### Exercise details
Identify every line of the listing below that contains the string "candle", with case counting, and copy each such line.

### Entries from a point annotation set
-- START --

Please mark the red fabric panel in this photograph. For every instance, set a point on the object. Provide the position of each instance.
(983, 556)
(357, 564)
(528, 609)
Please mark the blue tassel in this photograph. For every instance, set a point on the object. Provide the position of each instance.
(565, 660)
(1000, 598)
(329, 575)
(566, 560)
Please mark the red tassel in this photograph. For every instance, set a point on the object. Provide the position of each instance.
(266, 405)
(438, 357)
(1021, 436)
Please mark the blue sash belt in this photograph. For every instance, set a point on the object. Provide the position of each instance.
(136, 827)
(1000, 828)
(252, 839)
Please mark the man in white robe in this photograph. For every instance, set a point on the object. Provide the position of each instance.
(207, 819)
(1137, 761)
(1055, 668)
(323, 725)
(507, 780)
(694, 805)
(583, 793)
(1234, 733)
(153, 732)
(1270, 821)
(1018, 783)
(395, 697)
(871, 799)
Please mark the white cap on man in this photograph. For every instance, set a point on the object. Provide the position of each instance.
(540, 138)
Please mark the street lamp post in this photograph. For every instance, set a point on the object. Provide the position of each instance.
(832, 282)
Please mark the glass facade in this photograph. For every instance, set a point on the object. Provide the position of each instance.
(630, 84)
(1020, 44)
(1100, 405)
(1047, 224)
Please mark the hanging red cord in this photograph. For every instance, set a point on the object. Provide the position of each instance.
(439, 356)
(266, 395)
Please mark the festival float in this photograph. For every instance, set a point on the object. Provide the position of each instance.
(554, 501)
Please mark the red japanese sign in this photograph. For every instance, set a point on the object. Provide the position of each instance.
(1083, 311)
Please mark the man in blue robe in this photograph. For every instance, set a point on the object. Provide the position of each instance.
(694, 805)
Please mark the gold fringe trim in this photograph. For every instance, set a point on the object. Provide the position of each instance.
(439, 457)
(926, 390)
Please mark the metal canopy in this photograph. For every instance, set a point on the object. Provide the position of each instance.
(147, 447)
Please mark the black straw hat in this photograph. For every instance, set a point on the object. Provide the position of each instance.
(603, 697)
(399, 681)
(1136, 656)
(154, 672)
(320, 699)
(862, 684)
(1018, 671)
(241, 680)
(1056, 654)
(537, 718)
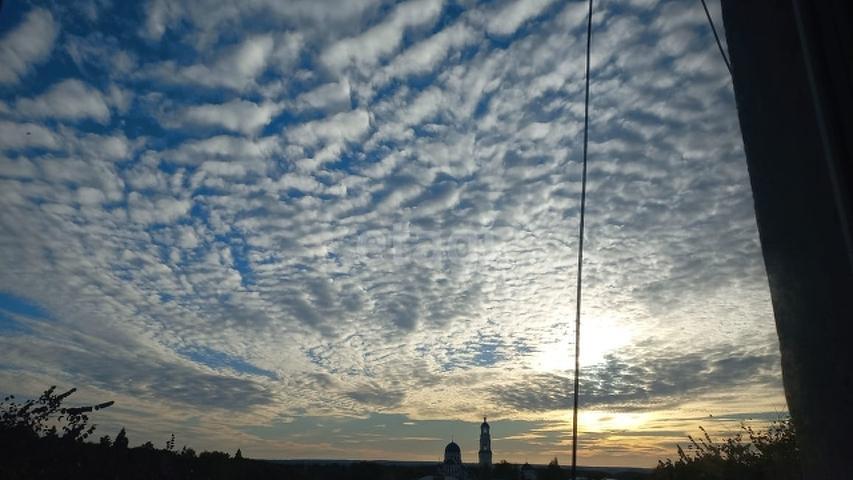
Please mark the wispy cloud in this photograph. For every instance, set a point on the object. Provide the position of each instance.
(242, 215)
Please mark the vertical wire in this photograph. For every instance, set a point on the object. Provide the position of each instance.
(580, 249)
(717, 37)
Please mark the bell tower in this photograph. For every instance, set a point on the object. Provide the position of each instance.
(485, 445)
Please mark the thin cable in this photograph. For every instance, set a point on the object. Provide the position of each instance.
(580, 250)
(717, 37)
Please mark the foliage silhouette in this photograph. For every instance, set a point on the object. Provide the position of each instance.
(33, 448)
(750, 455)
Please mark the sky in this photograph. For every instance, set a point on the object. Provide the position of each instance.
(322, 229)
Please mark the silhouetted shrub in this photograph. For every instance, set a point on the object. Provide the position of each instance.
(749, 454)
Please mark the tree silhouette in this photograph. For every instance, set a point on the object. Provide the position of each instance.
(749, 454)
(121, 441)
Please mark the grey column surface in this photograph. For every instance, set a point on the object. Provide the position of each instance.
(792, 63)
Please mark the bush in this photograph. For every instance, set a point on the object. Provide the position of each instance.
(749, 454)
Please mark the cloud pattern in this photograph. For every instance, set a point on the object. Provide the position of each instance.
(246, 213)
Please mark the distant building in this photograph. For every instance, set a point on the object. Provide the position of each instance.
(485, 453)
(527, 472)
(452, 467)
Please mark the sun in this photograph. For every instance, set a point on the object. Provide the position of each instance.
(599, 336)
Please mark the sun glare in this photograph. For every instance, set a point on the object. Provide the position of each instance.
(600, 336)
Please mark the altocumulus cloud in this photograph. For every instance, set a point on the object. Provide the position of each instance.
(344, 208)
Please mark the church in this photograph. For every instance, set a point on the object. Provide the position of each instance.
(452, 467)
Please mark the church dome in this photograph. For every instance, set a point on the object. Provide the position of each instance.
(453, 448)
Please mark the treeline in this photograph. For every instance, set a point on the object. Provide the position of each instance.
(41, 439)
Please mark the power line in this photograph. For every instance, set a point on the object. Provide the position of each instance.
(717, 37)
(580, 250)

-- END --
-- START --

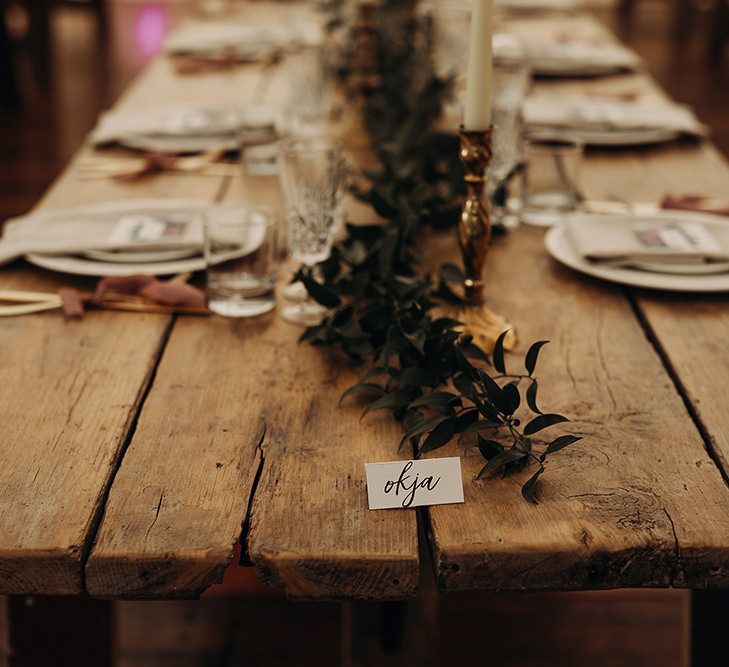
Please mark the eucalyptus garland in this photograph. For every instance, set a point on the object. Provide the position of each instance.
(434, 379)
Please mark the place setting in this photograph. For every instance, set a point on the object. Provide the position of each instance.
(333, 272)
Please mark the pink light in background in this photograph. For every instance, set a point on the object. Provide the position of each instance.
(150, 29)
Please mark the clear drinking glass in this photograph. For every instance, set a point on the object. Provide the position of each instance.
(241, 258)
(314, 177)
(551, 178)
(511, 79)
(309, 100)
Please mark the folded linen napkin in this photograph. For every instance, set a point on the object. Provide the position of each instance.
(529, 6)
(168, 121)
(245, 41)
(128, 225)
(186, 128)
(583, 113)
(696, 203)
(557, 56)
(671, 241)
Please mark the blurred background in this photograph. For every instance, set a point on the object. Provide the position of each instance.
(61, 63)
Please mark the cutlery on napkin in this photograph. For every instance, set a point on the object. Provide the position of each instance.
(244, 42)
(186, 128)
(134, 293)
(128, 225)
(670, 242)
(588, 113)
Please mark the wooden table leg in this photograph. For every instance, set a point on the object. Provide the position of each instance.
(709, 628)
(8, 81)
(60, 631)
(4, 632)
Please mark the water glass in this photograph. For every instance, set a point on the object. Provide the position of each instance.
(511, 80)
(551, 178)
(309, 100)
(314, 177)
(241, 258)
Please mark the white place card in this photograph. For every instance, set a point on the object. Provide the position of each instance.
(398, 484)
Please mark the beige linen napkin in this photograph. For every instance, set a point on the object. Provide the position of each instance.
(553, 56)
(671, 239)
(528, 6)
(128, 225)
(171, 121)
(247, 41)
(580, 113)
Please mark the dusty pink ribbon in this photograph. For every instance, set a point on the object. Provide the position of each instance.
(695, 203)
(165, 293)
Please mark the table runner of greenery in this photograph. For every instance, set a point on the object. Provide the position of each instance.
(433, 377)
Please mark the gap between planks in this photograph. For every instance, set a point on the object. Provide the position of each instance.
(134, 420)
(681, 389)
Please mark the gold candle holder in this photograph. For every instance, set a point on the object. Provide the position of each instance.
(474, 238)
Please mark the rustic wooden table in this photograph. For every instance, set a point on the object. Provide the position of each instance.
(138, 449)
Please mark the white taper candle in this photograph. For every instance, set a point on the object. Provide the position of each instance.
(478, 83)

-- END --
-- START --

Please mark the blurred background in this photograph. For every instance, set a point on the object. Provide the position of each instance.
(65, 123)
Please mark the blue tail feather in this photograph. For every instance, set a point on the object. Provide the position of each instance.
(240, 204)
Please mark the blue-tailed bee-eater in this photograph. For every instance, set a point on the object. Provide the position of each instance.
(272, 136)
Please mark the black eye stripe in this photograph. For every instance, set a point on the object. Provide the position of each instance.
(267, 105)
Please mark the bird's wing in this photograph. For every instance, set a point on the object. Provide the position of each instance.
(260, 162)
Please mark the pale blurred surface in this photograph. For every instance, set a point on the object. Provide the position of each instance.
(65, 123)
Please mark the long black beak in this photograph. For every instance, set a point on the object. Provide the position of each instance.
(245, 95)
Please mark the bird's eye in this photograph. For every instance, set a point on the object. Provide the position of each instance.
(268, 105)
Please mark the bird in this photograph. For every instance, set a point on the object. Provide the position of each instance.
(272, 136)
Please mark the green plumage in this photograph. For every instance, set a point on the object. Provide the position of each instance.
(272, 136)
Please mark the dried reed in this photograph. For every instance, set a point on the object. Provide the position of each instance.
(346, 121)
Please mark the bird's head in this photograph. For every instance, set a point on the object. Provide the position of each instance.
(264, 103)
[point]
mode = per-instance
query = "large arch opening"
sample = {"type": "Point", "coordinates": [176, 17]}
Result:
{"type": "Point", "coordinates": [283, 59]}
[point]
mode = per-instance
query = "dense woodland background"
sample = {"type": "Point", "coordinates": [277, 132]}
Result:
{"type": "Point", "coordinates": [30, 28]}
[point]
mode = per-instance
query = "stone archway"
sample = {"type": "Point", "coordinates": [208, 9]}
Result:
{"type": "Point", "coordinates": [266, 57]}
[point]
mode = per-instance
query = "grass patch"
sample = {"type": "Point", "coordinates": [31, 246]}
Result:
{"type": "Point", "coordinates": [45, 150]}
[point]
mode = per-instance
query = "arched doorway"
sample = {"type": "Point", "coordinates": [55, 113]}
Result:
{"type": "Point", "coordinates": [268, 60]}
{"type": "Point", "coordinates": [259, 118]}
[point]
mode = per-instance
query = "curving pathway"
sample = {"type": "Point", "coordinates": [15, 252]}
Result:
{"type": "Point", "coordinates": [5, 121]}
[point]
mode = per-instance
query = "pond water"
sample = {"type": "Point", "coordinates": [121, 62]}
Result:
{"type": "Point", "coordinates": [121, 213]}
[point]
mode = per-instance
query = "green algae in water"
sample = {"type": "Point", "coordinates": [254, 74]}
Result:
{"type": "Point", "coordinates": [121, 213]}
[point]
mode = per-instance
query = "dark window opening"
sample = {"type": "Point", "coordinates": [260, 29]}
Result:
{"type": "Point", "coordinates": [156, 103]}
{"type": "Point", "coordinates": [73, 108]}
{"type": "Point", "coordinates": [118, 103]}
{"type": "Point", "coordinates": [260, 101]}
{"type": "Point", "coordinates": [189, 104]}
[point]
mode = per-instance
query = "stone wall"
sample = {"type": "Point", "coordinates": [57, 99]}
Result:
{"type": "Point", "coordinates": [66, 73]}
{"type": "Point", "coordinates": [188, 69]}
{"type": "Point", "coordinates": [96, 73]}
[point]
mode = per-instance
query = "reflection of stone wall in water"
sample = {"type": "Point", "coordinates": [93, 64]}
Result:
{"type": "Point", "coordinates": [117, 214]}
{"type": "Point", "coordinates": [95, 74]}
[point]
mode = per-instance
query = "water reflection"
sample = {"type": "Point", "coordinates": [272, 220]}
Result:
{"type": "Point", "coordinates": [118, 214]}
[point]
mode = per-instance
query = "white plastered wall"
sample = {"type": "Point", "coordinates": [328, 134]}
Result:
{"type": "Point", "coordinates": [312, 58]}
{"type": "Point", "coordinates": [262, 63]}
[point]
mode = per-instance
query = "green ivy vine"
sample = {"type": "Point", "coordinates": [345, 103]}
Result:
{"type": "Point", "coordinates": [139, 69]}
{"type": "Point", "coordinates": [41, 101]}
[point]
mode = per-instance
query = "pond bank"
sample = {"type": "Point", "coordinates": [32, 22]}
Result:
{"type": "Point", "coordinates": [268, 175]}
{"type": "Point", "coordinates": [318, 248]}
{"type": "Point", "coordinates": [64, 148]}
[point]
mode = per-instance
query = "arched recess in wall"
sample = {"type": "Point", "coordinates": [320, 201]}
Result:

-- END --

### Expected answer
Please mark the gold candle holder in this photograph. For every instance, set a point on the object. Provide the position of each instance.
Please mark the white taper candle in this photograph. For every instance, set a point on the object. Provide the position of each instance.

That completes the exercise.